◆ **Problem statement**:
Rewrite the entries below from the line containing "Exercise. Point out the driveway" through the last line, keeping each request unchanged and adding 66 to every coordinate in the answers.

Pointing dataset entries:
----------------------------------------

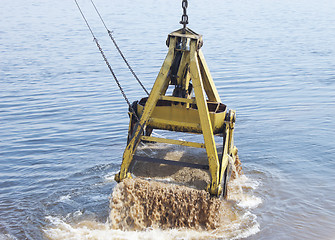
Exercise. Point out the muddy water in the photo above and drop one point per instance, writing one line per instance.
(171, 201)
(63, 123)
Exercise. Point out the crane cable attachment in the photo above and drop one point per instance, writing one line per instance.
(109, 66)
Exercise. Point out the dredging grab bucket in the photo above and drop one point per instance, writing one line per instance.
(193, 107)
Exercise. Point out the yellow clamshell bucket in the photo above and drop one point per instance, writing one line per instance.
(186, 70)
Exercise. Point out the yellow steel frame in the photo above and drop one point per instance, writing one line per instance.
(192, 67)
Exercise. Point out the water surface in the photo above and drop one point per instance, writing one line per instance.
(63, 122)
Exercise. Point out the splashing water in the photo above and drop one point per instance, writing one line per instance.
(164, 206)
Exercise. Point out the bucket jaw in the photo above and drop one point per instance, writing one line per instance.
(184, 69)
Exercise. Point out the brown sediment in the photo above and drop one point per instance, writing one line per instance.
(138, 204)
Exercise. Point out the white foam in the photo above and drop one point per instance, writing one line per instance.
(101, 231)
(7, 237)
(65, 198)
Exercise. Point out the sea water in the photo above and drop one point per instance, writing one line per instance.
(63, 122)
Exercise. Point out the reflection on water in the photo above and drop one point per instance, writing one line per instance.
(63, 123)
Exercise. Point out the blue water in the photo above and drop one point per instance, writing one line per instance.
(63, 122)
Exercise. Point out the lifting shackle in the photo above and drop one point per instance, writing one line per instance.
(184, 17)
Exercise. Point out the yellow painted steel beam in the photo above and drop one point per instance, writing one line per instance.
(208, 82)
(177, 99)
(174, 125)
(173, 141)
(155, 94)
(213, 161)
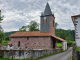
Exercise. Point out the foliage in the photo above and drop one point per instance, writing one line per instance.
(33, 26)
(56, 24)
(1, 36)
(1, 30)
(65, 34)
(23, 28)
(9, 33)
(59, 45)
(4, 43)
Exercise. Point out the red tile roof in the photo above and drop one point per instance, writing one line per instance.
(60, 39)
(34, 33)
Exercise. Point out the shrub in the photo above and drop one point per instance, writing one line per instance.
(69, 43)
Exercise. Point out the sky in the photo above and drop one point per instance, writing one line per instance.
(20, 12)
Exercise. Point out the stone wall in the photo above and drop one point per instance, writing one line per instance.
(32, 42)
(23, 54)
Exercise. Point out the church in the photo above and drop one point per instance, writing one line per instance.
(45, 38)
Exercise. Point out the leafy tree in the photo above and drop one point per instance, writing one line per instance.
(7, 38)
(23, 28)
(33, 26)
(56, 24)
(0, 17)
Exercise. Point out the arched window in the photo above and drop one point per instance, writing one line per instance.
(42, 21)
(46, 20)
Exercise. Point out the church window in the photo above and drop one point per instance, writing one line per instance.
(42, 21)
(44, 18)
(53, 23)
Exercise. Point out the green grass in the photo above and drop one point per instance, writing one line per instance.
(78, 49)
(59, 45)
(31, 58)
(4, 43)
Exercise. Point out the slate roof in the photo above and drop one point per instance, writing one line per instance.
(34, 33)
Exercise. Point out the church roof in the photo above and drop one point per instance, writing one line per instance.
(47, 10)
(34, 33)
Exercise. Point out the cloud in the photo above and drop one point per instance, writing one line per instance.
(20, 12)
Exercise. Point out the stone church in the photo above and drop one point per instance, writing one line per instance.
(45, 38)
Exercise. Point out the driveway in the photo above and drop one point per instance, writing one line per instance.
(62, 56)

----------------------------------------

◆ **Exercise result**:
Exercise. Point out the driveway in the photo above and drop one point per instance, writing one line per instance.
(128, 122)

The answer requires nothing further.